**Exercise goal**. Reproduce every one of the lines below without changing a single character.

*** Provided entries ***

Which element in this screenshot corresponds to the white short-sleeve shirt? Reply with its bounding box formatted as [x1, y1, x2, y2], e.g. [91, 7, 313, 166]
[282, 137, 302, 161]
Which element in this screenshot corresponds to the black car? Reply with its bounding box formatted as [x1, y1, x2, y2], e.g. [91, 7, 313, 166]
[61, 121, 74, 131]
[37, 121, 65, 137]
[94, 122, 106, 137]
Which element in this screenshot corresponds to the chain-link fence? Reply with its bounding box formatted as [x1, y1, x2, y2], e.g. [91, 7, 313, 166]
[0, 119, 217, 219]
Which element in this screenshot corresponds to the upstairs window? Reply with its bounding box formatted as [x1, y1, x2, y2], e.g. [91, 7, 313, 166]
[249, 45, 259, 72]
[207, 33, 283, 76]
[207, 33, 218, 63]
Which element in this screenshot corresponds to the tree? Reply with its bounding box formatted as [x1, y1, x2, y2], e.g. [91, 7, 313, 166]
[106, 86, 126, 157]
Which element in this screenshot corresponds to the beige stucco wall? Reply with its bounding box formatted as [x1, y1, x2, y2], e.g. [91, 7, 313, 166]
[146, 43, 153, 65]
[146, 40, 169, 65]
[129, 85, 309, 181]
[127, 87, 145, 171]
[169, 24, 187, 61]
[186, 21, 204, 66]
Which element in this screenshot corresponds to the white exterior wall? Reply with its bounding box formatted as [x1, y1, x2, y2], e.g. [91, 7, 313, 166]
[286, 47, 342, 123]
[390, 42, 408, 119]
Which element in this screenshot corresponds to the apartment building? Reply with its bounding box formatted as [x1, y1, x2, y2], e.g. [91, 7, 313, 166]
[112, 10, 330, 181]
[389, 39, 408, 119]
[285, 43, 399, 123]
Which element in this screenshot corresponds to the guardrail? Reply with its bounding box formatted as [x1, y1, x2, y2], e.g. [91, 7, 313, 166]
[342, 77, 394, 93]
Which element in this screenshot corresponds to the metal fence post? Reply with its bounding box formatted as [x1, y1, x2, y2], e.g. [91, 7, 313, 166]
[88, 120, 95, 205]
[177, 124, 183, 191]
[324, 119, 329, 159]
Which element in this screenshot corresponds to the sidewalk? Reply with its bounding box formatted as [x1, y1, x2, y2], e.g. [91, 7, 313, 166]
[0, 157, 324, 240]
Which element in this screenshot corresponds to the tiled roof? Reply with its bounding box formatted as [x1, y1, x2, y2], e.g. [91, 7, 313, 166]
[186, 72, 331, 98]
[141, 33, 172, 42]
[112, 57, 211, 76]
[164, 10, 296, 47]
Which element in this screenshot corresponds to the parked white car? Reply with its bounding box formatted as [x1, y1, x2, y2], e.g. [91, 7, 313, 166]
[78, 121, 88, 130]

***

**The solution**.
Which element in this screenshot corresponds to the white short-sleeve shirt? Reply with its bounding box formatted as [x1, y1, x2, y2], e.g. [91, 7, 313, 166]
[282, 137, 302, 161]
Which element in this screenshot corresponds to the black car? Reply with its bounding box formatted as [x1, y1, x2, y2], e.g. [91, 7, 313, 166]
[61, 121, 74, 131]
[37, 121, 65, 137]
[94, 122, 106, 137]
Which element in this screenshot corresponds to the chain-link fence? Reply with its bounding box formatted as [x1, y1, x2, y2], e.g. [91, 7, 313, 166]
[0, 119, 217, 219]
Which element in this screenshot corresponds to the upstairs window? Reply with its bounding box formatted as [x1, y1, x2, y2], e.g. [91, 7, 313, 166]
[249, 45, 259, 72]
[207, 33, 283, 76]
[207, 33, 218, 63]
Which element in this screenshot corresponds to the tree? Reply with its bounding box formatted as [x1, y1, x2, y2], e.g. [91, 7, 313, 166]
[106, 86, 126, 157]
Which element in this screenshot corresponds to the beige stucco wall? Reply with its bounding box formatted as [x1, y1, x2, y2], e.g. [91, 7, 313, 166]
[146, 43, 153, 65]
[146, 40, 169, 65]
[129, 85, 309, 181]
[127, 87, 145, 171]
[169, 24, 187, 61]
[186, 21, 204, 66]
Which element in this screenshot corresponds to the white exterior wall? Reply with its bounding box formatted as [x1, y1, x2, y2], e.g. [91, 7, 313, 166]
[286, 47, 342, 123]
[390, 42, 408, 119]
Which element in this screenshot corresponds to the apartment building? Reply with its bounding box formatted as [x1, y1, x2, y2], e.g. [91, 7, 313, 166]
[112, 10, 330, 181]
[389, 39, 408, 119]
[285, 43, 399, 123]
Which element in this screenshot corresponds to the guardrail? Reply with its bounding box formatted as [x1, y1, x2, y2], e.g. [91, 7, 313, 166]
[342, 77, 394, 93]
Which element in this screenshot corresponds to the metal fence post? Reply with its bounding box formatted as [x1, y1, x2, y2], e.g. [91, 7, 313, 166]
[88, 120, 95, 205]
[177, 124, 183, 191]
[324, 119, 329, 159]
Which element in this screenshot corresponds to the sidewalk? Reply with its bounding box formatted as [x1, y1, x2, y2], e.g. [91, 7, 313, 166]
[0, 157, 324, 240]
Which element in this screenshot corresponds to the tiled roof? Reply with its bounding box formatted as [x1, y1, x2, y2], e.g. [91, 7, 313, 166]
[186, 72, 331, 98]
[141, 33, 172, 42]
[112, 57, 211, 76]
[164, 10, 296, 47]
Which element in this screenshot corresponds to the parked white car? Reply with its bounding box formatted as [x1, y1, x2, y2], e.g. [91, 7, 313, 166]
[78, 121, 88, 130]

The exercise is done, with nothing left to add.